* _Aim of the task_
Express the records, from their start through the line containing "column 218, row 469", as a two-column CSV with the header row input,output. Give one row per record, with its text under input and its answer under output, each in a single quoted field with line breaks replaced by spaces.
[Start]
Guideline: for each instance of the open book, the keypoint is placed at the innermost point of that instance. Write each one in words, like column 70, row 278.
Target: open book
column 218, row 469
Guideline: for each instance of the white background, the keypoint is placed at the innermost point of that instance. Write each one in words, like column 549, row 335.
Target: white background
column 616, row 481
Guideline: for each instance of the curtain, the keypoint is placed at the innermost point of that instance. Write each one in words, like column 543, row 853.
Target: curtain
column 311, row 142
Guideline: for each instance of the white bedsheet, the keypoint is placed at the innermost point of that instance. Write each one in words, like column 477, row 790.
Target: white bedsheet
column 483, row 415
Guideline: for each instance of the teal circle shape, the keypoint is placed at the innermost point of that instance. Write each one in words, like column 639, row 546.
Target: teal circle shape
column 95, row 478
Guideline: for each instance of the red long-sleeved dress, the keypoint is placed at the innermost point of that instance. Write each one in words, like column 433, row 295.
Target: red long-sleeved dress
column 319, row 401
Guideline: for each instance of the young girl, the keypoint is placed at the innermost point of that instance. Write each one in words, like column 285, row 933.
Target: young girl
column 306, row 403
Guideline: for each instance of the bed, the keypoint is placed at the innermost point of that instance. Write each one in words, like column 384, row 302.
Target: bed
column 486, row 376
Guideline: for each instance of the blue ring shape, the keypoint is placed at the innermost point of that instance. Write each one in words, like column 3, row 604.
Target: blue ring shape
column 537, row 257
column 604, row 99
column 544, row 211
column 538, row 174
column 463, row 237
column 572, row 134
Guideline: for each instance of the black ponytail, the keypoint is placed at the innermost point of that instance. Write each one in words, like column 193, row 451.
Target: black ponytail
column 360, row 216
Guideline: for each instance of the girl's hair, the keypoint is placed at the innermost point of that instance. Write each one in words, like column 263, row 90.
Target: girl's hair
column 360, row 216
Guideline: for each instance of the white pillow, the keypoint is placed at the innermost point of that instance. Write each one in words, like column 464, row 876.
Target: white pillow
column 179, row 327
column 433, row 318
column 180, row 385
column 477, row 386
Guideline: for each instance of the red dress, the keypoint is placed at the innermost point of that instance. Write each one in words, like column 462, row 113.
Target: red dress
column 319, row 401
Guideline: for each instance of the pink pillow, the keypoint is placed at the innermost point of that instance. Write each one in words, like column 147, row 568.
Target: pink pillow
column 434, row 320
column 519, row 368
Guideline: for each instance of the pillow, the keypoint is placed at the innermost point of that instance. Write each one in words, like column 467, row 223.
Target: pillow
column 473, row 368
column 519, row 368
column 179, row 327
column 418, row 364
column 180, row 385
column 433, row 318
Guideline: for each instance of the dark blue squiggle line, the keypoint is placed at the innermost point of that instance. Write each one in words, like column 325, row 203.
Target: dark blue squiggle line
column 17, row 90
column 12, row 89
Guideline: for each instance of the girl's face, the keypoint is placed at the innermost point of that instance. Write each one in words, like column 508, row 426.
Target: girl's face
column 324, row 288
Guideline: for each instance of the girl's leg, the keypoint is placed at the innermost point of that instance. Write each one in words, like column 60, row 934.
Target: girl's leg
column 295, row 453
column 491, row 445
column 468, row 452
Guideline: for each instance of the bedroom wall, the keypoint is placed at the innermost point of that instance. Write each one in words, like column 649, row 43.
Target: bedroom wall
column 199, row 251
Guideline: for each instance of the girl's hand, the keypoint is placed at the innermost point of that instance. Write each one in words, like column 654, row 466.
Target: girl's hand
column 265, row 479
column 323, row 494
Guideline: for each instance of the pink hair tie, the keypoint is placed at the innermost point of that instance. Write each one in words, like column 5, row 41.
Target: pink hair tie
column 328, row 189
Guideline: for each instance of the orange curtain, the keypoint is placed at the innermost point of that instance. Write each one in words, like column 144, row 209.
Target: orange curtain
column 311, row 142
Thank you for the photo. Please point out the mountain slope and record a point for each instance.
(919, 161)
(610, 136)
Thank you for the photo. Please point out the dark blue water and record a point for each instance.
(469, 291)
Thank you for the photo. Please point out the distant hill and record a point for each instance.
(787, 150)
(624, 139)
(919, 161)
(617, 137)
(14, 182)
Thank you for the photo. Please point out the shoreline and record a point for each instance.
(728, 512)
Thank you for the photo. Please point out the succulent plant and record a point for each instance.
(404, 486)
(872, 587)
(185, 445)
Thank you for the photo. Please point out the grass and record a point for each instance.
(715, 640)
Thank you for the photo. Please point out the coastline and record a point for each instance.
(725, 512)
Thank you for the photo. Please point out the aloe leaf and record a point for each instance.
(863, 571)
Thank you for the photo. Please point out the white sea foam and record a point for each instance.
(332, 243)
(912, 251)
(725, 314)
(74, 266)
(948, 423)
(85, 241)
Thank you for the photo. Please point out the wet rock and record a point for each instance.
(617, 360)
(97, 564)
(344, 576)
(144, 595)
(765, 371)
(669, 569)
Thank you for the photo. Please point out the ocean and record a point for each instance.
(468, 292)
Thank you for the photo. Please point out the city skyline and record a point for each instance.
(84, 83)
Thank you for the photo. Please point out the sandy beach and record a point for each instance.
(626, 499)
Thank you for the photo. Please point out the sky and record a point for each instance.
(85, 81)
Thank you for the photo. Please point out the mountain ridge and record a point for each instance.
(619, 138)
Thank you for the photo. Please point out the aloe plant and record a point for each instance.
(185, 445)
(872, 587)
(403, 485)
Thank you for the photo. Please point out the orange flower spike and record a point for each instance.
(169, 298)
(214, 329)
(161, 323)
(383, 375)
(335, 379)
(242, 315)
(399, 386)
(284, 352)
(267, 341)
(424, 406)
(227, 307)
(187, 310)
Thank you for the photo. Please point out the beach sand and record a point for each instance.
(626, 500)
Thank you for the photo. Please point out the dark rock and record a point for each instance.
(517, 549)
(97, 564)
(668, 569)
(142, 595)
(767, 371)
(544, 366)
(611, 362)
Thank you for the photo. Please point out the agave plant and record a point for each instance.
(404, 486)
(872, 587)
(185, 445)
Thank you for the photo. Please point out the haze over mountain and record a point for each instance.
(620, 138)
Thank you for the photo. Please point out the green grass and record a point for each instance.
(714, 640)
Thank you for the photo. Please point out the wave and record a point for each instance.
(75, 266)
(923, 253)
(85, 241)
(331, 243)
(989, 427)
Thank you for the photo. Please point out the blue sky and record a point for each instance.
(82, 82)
[End]
* _Response_
input,output
"Guideline: for each instance of the open book, the keypoint is placed at the innermost point of that instance. Write each one in words, like column 70, row 278. Target: open book","column 218, row 469"